— Begin RECORDS FOR THIS TASK —

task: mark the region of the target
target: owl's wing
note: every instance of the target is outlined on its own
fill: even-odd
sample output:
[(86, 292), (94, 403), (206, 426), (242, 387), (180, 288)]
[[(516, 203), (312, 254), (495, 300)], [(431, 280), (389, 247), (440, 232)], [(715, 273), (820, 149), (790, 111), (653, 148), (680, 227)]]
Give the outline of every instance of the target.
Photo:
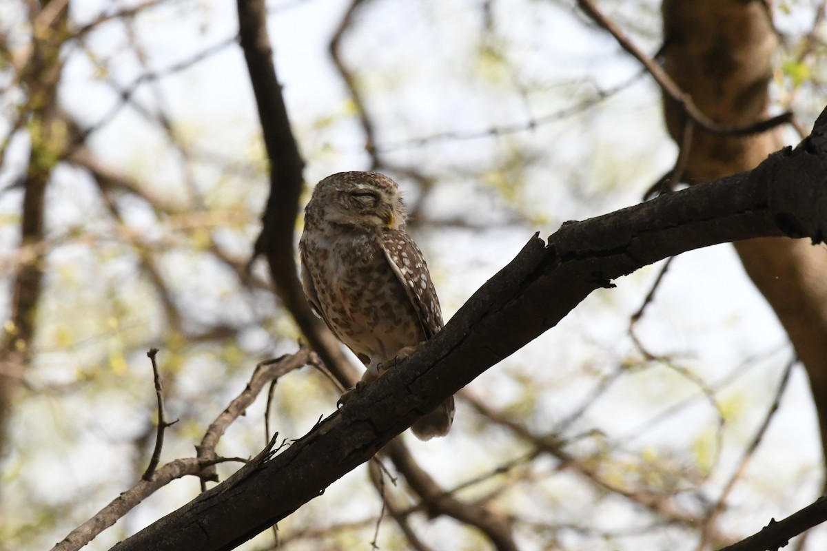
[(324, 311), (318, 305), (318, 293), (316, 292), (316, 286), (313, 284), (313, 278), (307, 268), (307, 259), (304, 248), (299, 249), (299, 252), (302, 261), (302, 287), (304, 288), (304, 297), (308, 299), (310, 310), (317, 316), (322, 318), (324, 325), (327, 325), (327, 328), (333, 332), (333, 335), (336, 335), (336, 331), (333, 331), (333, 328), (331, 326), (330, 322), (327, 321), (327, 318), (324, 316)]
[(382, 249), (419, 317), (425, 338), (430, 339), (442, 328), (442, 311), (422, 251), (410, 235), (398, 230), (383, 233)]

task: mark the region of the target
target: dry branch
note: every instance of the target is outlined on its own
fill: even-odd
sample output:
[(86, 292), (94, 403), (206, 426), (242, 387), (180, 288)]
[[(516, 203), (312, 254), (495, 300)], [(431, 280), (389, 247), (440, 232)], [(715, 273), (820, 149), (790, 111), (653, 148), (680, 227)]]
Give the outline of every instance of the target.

— End RECORDS FOR THIS TASK —

DIRECTION: Copy every one of the rows above line for line, without any changes, and leave the pictures out of your copy.

EXPECTED OUTPUT:
task: mark the region of the target
target: owl's wing
note: every instance of the target is outlined on its own
fill: even-odd
sample output:
[(86, 292), (94, 403), (206, 426), (242, 387), (180, 288)]
[[(516, 203), (312, 254), (495, 300)], [(431, 280), (389, 247), (440, 232)], [(715, 273), (820, 149), (790, 111), (653, 148), (680, 227)]]
Give the outline of every instance of the target.
Photo:
[(324, 311), (318, 305), (318, 293), (316, 292), (316, 286), (313, 284), (313, 278), (307, 268), (307, 259), (304, 248), (299, 249), (299, 252), (302, 261), (302, 287), (304, 288), (304, 297), (308, 299), (310, 310), (317, 316), (322, 318), (324, 325), (327, 325), (327, 328), (333, 332), (333, 335), (336, 335), (336, 331), (333, 331), (333, 328), (331, 326), (330, 322), (327, 321), (327, 318), (324, 316)]
[(382, 249), (419, 317), (425, 338), (430, 339), (442, 328), (442, 311), (422, 251), (410, 235), (398, 230), (383, 233)]

task: mark the region of the target
target: dry branch
note: every instance of the target is outlined on its own
fill: even-odd
sample output:
[(86, 292), (94, 403), (206, 426), (242, 387), (180, 288)]
[[(516, 203), (312, 254), (495, 300)], [(431, 280), (389, 247), (440, 232)], [(715, 273), (820, 149), (790, 111), (653, 148), (680, 227)]]
Give the outline of every instance of the target.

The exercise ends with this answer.